Reproduce the records below exactly, but only between the lines holding "Objective: locate each instance of the rocky" and "Objective: locate each instance of the man's outstretched", inclusive.

[Given records]:
----------

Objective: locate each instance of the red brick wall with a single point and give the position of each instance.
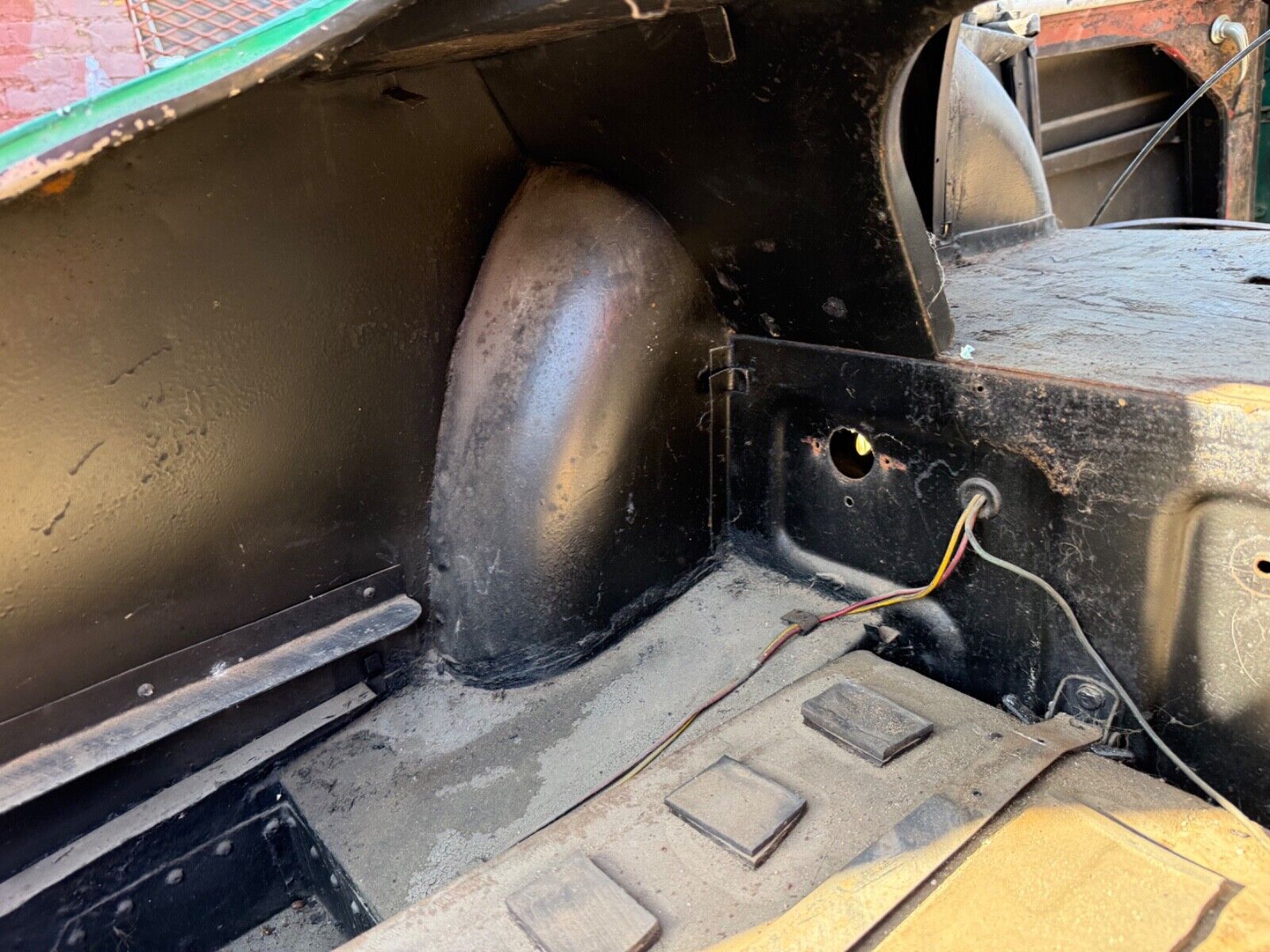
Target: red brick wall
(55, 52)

----------

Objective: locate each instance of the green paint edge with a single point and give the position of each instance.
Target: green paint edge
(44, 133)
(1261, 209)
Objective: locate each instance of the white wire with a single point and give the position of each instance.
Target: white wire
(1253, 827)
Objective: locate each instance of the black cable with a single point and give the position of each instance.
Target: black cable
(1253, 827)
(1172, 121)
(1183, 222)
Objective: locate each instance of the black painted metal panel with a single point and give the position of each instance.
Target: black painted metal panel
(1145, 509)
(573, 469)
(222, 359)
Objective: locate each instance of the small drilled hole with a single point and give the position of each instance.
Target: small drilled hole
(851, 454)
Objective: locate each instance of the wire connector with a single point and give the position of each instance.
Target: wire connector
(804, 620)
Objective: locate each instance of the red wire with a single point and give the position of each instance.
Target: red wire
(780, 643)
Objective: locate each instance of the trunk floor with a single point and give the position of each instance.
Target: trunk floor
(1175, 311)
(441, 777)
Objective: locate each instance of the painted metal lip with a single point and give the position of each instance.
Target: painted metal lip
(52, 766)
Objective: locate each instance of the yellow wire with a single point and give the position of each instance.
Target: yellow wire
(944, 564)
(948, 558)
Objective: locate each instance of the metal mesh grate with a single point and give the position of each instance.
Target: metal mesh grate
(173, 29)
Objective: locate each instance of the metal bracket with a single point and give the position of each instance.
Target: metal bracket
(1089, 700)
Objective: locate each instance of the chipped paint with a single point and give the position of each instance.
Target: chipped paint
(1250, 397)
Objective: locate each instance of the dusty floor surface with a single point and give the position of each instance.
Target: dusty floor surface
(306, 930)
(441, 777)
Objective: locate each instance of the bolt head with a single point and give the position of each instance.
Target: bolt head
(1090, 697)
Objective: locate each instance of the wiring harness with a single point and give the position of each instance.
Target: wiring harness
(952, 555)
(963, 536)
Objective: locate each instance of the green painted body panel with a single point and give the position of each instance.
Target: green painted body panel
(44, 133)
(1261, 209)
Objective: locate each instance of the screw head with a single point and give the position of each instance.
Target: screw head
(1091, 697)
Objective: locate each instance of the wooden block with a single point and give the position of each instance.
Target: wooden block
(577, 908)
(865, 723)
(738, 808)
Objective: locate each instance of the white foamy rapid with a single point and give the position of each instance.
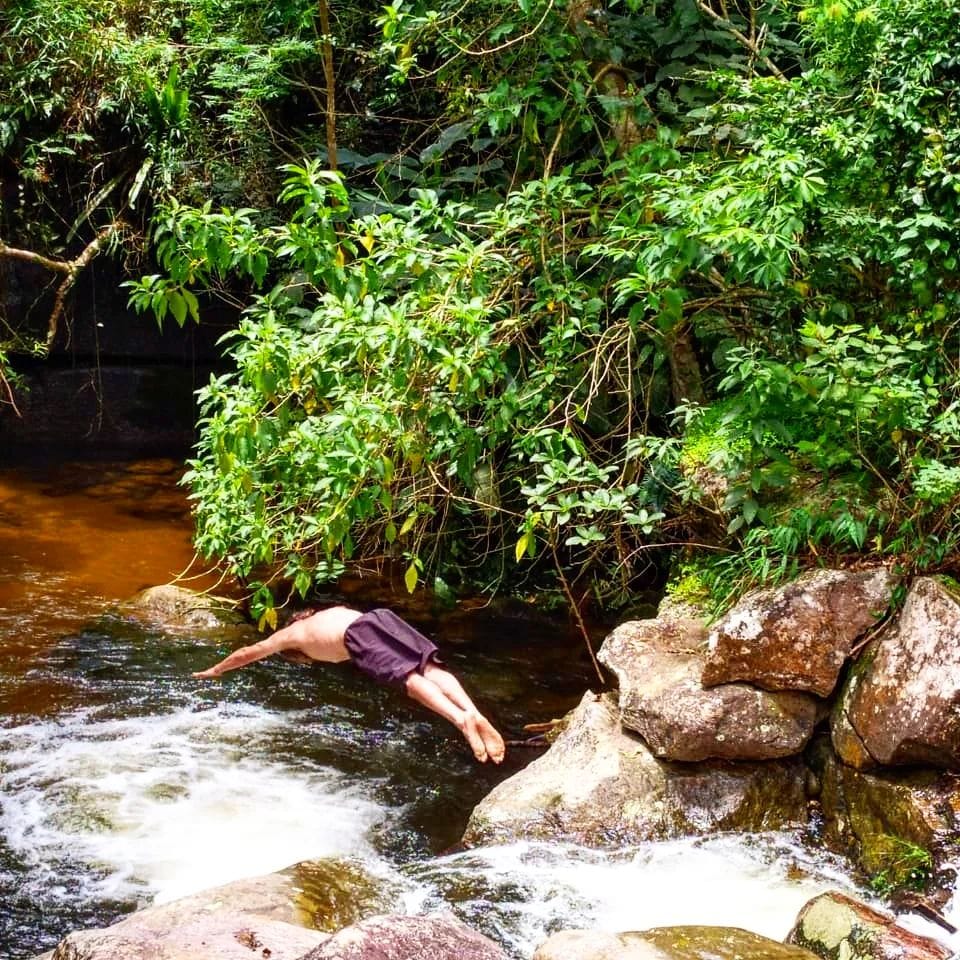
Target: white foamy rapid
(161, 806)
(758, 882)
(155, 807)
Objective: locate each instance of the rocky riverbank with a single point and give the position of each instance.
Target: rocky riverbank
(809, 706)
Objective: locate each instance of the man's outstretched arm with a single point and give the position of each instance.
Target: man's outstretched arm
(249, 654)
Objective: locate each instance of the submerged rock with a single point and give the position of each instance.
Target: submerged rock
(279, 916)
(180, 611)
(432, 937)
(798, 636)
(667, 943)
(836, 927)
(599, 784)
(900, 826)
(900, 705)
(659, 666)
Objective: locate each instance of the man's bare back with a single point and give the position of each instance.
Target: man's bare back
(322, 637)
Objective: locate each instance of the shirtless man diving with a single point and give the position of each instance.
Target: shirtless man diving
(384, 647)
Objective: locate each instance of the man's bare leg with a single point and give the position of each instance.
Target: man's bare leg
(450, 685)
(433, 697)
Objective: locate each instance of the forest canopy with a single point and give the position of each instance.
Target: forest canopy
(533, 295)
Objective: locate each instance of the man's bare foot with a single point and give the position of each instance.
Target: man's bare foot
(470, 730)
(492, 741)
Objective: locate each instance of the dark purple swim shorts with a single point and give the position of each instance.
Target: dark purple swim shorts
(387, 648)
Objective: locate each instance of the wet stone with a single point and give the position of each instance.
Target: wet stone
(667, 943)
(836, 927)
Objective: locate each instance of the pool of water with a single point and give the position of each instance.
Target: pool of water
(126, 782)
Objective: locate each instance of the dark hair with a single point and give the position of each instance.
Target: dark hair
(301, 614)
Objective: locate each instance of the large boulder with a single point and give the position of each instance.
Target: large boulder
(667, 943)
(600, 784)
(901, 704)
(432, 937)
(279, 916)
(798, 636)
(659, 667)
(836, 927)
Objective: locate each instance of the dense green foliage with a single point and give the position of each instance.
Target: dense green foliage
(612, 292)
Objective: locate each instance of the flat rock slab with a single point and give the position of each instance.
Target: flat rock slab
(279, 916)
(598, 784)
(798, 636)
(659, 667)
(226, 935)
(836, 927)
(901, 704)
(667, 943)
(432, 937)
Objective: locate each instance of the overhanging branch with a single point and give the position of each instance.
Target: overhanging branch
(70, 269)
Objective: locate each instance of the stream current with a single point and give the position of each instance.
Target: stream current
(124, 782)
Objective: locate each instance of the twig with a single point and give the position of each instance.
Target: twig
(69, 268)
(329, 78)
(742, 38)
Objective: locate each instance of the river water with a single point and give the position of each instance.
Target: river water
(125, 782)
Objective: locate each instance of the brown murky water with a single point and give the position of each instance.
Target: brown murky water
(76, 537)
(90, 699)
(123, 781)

----------

[Solution below]:
Objective: locate each instance of the rocky riverbank with a single point and give the position of each instance.
Target: rocky riverbank
(809, 706)
Objective: locate each instance of the man's outstretched arm with a single point and give the position of each instance.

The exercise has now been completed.